▽

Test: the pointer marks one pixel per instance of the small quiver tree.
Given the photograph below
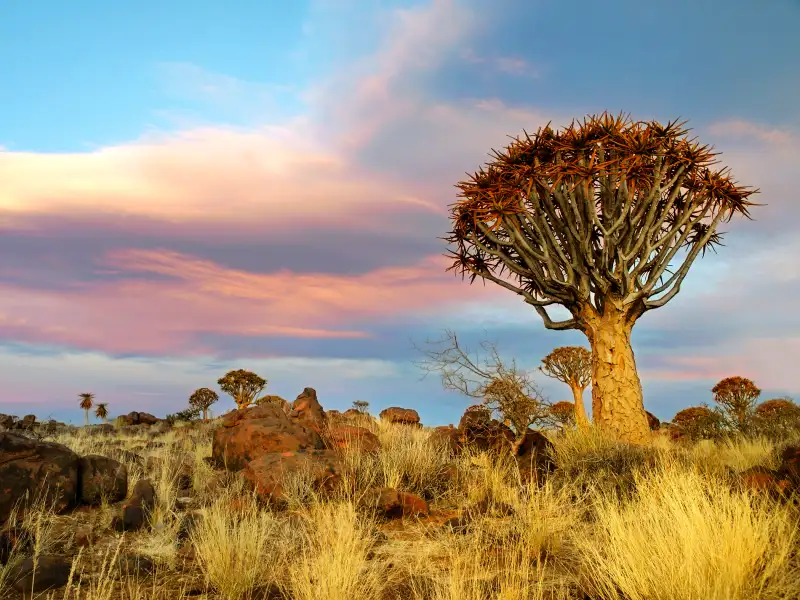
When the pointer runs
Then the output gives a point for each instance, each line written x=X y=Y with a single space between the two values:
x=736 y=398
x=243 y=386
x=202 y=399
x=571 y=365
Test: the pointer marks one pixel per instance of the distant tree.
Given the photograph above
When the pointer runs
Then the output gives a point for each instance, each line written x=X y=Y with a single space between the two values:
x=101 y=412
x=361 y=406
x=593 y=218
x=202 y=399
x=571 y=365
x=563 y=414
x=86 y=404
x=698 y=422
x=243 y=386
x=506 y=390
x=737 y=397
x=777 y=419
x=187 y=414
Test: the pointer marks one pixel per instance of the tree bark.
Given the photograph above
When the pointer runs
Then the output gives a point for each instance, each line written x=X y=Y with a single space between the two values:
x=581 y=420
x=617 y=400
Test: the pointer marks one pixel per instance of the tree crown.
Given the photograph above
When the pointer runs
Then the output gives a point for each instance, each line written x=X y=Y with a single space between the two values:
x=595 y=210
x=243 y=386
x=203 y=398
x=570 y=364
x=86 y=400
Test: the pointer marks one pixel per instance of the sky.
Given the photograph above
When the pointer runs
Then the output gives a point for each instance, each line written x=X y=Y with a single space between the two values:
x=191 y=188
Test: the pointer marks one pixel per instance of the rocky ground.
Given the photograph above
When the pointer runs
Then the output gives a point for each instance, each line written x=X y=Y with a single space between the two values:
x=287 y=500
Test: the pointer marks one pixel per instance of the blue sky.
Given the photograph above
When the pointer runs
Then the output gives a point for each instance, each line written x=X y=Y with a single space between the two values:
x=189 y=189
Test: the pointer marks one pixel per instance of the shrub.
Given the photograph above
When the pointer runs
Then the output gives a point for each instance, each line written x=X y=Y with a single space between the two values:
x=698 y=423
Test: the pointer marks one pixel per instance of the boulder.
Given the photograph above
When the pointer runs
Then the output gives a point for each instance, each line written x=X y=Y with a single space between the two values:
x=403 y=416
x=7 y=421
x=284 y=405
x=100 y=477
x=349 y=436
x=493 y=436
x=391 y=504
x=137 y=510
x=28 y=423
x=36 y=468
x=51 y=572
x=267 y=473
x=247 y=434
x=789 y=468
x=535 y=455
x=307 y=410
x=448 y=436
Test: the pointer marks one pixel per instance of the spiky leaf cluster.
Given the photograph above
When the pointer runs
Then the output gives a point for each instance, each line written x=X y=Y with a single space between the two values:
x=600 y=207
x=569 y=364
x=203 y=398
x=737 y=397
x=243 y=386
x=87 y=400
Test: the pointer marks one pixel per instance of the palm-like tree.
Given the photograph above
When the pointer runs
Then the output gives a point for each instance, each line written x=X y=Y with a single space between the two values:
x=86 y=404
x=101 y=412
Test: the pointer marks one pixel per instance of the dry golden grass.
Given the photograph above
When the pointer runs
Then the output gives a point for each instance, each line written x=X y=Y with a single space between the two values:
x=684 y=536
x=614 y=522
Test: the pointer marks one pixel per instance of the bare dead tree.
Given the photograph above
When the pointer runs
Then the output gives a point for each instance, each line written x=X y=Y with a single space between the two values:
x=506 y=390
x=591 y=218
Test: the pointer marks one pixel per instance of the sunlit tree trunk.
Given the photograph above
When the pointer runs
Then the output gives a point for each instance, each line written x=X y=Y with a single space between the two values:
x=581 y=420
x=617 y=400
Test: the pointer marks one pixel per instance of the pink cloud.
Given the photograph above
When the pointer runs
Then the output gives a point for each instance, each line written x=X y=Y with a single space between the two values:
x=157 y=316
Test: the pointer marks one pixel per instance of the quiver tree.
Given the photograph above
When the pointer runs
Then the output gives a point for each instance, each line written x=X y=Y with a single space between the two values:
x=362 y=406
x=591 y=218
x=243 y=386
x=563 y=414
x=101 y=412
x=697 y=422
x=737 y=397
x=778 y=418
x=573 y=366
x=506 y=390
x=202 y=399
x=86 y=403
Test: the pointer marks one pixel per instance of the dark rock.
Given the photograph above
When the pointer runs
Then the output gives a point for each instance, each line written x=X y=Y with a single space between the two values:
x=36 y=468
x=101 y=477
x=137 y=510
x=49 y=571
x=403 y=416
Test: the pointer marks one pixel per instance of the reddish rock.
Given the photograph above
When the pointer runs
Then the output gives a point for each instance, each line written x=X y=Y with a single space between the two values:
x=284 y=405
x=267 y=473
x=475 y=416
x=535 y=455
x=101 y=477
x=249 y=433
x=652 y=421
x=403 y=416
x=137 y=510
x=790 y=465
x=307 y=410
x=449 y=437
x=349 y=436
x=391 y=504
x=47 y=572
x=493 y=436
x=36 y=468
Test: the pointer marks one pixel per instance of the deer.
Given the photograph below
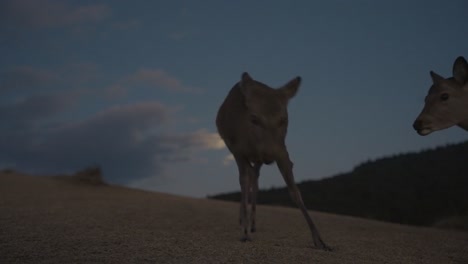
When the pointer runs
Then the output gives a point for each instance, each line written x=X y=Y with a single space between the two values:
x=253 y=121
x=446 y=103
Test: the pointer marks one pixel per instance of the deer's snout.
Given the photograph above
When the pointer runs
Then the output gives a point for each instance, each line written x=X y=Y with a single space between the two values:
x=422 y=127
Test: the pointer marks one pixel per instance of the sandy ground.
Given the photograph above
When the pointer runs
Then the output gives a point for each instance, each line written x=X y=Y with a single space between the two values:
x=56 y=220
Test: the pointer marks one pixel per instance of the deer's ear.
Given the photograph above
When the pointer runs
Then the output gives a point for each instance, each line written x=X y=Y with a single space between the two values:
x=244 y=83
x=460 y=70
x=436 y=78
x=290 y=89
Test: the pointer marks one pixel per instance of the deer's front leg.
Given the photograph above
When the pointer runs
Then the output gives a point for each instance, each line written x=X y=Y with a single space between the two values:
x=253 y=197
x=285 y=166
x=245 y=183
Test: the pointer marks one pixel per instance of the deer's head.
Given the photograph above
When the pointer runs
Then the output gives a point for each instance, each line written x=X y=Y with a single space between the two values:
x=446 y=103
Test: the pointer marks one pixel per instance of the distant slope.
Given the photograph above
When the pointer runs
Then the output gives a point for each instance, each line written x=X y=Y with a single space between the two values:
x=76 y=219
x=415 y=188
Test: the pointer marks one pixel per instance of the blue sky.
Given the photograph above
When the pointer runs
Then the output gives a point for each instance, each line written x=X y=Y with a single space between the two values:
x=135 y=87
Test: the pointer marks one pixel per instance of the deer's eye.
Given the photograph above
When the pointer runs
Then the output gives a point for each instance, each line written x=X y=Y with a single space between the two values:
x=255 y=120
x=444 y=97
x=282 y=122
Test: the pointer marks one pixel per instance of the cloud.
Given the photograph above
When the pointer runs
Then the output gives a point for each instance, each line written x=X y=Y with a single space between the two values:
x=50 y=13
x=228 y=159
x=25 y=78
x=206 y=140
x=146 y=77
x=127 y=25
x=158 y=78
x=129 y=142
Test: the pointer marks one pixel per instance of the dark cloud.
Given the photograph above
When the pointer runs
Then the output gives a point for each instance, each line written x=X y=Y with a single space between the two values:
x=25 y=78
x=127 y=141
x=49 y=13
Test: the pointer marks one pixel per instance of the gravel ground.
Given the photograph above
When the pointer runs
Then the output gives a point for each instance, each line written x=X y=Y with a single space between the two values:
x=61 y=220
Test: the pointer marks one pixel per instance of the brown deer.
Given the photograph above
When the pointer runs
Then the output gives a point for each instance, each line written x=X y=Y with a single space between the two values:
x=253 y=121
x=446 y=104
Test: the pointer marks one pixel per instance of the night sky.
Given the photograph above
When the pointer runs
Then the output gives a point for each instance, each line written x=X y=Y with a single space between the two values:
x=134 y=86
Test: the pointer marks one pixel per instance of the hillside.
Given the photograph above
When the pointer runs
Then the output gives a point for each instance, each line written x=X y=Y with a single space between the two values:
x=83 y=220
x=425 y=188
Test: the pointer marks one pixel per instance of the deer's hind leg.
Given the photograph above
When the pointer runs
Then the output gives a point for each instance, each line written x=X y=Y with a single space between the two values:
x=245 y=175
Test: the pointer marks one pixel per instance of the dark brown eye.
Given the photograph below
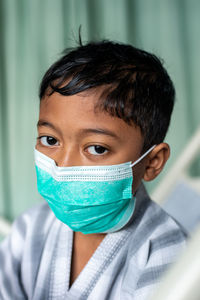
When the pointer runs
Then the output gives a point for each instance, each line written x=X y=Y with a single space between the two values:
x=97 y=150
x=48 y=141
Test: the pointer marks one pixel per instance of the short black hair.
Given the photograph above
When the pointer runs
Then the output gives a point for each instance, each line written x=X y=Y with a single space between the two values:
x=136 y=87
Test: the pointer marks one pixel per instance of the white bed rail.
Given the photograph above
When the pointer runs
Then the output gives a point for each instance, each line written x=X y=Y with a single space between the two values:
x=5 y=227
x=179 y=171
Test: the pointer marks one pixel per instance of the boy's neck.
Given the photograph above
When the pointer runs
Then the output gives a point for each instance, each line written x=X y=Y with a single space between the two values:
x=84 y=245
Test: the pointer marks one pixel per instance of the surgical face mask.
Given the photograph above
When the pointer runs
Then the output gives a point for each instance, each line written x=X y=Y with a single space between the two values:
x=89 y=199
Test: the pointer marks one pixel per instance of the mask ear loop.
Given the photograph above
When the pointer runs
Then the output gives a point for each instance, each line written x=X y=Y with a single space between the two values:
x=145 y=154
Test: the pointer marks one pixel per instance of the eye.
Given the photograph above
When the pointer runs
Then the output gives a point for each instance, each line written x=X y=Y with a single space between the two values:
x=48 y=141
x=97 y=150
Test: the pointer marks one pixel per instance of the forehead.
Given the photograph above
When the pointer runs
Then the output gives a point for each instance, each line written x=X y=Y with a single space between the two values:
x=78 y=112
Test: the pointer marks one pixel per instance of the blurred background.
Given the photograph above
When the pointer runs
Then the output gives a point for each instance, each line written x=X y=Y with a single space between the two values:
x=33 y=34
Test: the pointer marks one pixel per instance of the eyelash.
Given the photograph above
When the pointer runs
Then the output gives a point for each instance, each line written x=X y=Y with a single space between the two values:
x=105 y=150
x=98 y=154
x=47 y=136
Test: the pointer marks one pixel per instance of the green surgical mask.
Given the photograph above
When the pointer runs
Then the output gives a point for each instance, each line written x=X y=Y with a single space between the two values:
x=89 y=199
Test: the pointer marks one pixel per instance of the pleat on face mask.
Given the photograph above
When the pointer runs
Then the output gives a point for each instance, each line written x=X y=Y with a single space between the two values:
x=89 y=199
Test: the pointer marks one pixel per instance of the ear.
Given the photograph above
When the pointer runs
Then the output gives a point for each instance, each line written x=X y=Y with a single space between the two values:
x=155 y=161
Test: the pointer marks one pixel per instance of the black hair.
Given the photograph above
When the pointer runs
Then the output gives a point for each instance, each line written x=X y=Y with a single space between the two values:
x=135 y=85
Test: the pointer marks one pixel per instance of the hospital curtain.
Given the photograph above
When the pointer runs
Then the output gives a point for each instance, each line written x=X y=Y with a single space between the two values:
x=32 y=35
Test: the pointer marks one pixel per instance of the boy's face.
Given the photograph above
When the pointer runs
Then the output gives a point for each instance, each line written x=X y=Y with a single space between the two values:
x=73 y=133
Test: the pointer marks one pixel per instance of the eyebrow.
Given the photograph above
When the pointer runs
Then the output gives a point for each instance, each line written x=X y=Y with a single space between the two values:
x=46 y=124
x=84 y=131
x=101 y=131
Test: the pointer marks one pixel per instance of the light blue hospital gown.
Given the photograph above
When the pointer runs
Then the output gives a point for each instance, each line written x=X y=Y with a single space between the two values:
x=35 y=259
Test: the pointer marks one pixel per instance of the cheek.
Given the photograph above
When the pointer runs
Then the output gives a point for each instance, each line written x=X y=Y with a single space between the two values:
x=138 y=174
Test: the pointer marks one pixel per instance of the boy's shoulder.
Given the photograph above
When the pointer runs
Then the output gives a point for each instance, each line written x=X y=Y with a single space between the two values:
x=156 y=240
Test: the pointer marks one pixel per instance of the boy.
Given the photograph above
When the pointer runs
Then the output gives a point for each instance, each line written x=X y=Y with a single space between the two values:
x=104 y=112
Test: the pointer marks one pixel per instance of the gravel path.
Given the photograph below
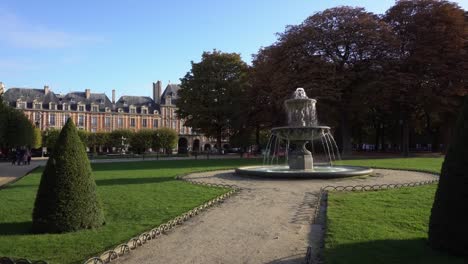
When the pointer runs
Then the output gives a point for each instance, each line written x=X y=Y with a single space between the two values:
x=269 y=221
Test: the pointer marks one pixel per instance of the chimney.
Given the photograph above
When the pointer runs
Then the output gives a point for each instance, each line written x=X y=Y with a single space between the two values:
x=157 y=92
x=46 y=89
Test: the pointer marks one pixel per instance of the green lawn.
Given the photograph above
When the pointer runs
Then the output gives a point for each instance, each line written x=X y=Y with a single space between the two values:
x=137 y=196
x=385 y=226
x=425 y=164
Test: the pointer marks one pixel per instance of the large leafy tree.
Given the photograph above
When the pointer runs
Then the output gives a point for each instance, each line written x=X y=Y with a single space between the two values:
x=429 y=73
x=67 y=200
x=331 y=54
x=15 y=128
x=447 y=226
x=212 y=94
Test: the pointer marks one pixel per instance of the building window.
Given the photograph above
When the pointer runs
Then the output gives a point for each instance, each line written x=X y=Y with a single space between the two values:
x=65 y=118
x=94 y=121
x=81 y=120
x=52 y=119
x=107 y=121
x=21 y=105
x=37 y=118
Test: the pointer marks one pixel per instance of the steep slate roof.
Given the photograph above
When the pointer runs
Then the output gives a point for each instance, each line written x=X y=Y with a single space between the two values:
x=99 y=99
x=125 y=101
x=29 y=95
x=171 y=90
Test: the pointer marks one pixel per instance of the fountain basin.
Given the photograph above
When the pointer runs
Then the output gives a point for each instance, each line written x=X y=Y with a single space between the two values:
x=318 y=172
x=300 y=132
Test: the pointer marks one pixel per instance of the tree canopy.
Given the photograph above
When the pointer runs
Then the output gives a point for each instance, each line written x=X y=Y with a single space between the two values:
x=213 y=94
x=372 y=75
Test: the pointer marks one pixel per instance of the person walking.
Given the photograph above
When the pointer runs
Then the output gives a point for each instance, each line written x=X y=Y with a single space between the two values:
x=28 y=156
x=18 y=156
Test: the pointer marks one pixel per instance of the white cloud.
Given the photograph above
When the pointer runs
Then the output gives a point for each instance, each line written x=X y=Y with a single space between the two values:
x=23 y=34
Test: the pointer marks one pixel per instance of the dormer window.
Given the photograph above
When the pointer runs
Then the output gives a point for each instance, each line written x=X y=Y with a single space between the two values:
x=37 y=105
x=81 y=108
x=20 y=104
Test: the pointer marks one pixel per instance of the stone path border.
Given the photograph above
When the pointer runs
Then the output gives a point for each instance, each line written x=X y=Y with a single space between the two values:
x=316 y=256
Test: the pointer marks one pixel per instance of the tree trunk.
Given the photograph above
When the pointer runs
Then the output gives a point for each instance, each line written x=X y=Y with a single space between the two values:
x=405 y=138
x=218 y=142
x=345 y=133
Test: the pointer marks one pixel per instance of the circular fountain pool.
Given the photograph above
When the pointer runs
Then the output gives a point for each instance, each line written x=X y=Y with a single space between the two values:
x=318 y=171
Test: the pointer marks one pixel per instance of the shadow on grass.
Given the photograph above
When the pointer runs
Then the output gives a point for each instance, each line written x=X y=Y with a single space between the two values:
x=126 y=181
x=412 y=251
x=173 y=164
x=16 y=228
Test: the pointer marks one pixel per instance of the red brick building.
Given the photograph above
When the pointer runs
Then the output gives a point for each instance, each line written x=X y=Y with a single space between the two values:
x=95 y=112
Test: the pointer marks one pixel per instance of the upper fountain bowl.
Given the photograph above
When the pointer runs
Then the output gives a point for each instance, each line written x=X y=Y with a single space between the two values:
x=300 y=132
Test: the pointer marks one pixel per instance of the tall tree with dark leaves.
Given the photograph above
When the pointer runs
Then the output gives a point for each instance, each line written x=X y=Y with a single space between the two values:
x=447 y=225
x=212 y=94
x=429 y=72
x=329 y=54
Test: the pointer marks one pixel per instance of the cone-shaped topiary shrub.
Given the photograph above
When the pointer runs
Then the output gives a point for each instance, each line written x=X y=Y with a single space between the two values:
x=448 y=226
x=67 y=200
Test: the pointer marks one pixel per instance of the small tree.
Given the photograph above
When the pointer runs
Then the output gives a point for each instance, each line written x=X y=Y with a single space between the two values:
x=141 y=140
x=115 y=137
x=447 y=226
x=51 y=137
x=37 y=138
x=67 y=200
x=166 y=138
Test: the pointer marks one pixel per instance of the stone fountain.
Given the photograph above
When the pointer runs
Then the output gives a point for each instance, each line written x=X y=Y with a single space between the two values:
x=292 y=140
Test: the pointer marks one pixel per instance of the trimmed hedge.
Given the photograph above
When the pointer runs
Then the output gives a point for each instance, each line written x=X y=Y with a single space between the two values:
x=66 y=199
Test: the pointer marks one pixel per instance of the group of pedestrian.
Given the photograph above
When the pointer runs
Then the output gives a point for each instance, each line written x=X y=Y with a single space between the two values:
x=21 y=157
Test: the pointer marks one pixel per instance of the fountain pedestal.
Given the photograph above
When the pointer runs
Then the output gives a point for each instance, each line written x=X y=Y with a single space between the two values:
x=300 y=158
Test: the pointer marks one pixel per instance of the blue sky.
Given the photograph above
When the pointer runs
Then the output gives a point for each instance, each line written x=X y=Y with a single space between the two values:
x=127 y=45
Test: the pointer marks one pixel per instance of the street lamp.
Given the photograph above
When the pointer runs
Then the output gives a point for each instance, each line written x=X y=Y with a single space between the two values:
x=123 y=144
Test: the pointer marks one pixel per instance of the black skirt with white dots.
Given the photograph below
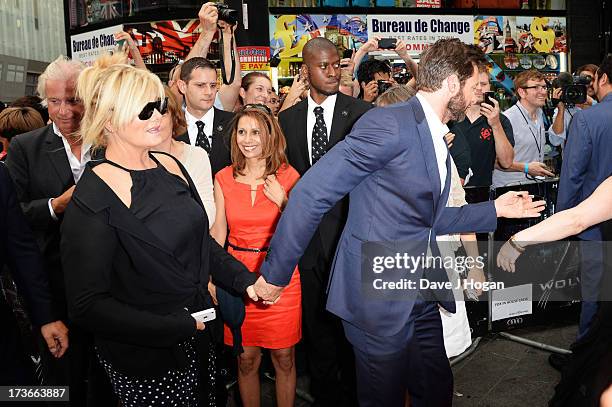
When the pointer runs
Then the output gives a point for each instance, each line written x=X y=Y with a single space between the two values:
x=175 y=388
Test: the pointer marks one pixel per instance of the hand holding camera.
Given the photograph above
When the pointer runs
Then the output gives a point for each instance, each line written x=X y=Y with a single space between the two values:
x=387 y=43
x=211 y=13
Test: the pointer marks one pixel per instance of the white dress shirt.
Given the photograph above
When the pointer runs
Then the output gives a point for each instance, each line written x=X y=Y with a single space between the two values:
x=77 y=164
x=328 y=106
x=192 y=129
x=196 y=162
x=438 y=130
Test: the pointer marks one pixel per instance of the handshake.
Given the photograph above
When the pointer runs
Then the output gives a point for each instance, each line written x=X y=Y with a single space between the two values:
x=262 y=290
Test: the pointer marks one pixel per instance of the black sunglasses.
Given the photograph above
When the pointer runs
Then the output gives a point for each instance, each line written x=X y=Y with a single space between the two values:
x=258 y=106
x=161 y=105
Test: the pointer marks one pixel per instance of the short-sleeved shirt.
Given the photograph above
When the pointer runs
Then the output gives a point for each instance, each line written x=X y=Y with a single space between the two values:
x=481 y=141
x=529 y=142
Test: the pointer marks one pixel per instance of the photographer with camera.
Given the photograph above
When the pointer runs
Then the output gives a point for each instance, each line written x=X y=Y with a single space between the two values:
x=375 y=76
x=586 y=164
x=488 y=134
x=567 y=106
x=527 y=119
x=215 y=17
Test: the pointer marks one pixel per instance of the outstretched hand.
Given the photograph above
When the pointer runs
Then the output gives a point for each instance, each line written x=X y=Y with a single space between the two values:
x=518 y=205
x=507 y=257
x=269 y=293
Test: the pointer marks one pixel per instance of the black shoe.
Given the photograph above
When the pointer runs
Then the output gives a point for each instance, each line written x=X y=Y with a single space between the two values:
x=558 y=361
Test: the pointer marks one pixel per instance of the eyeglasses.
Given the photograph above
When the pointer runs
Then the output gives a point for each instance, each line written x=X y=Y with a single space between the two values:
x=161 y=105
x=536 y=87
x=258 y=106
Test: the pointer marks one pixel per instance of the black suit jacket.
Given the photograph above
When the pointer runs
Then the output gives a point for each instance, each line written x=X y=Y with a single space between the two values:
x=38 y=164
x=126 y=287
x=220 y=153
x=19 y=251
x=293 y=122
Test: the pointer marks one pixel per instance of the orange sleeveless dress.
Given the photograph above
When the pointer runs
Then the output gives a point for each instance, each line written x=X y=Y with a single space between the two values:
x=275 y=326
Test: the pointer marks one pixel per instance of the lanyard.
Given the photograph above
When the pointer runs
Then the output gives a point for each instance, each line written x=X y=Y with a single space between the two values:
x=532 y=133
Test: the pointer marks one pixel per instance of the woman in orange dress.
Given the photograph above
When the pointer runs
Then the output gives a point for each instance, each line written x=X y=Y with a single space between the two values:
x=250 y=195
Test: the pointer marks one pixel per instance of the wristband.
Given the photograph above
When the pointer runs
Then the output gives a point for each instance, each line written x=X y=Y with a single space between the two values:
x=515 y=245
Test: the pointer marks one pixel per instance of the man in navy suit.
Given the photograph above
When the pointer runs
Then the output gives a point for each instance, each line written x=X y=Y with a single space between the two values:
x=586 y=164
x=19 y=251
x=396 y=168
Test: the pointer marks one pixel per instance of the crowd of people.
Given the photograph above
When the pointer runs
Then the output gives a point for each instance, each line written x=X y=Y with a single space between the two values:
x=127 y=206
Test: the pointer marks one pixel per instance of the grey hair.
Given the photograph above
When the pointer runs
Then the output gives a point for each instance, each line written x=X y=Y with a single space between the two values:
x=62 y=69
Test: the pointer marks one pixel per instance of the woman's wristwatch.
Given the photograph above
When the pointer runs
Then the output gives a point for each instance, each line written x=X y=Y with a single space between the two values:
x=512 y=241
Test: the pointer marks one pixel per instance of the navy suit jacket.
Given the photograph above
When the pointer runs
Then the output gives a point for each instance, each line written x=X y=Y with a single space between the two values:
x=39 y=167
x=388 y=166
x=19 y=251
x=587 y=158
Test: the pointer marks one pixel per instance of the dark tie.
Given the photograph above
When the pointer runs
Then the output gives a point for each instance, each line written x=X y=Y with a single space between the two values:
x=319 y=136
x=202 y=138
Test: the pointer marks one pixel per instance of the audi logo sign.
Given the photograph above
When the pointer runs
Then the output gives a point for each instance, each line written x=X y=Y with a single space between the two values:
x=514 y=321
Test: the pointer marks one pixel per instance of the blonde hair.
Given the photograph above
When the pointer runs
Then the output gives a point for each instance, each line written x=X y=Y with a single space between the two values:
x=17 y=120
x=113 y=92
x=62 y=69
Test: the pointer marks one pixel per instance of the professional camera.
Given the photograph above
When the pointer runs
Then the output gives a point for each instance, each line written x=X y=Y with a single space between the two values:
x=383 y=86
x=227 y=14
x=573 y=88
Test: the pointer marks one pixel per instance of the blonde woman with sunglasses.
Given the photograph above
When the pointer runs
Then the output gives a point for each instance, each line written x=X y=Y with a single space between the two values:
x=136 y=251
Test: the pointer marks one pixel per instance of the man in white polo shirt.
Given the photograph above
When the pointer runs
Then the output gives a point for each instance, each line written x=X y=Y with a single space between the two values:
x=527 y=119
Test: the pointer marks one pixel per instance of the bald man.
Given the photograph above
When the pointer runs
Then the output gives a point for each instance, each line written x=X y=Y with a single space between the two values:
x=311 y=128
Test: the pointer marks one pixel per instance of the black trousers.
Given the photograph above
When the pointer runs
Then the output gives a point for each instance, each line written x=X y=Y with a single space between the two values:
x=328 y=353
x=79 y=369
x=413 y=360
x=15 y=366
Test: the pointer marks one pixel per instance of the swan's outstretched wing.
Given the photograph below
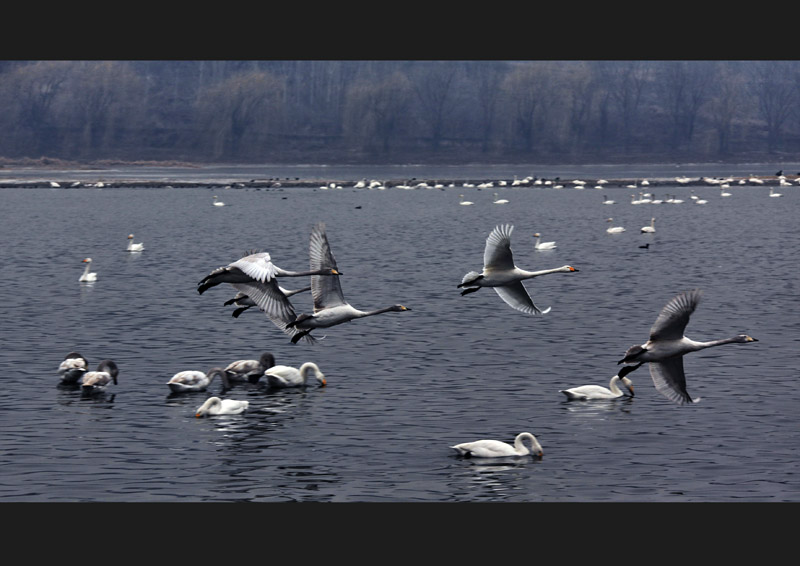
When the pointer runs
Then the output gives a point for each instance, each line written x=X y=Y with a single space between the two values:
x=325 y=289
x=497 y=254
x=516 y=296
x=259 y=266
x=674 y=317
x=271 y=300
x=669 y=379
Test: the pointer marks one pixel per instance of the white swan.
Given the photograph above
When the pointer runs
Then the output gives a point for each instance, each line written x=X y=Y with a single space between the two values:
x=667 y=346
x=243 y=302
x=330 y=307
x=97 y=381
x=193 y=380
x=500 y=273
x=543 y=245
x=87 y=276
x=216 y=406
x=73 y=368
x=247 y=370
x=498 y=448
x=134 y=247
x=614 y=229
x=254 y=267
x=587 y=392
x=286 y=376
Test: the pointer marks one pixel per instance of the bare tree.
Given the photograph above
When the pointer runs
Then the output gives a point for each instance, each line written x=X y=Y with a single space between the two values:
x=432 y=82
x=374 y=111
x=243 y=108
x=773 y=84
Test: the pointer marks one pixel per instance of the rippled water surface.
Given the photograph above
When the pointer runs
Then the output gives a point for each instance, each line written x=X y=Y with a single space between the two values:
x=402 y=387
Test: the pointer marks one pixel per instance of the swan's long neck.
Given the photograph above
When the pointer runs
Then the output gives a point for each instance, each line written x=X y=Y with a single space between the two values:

△

-- What you have to do --
Convert the lines of the records into a JSON list of strings, one string per line and no blank lines, starting at the line that contains "Test: the pointer marks one pixel per instance of the sky." and stopping after the line that contains "x=189 y=189".

-- Finished task --
[
  "Test: the pointer marks one pixel per instance of the sky.",
  "Given the photograph above",
  "When the pointer runs",
  "Then the output gives a point for each instance, each line written x=X y=Y with a single space between the two values:",
  "x=191 y=188",
  "Test: the pointer marks one pixel per instance of the rocky ground.",
  "Given the photograph above",
  "When the pointer runs",
  "Then the output gives a point for each instance, each line written x=X y=Y with a single space between the two values:",
  "x=287 y=500",
  "Test: the pointer marks one pixel per instance of the blue sky.",
  "Given the photograph above",
  "When the pointer runs",
  "Then the output gives a point for each instance, each line written x=X y=Y with a single space between the two values:",
  "x=189 y=189"
]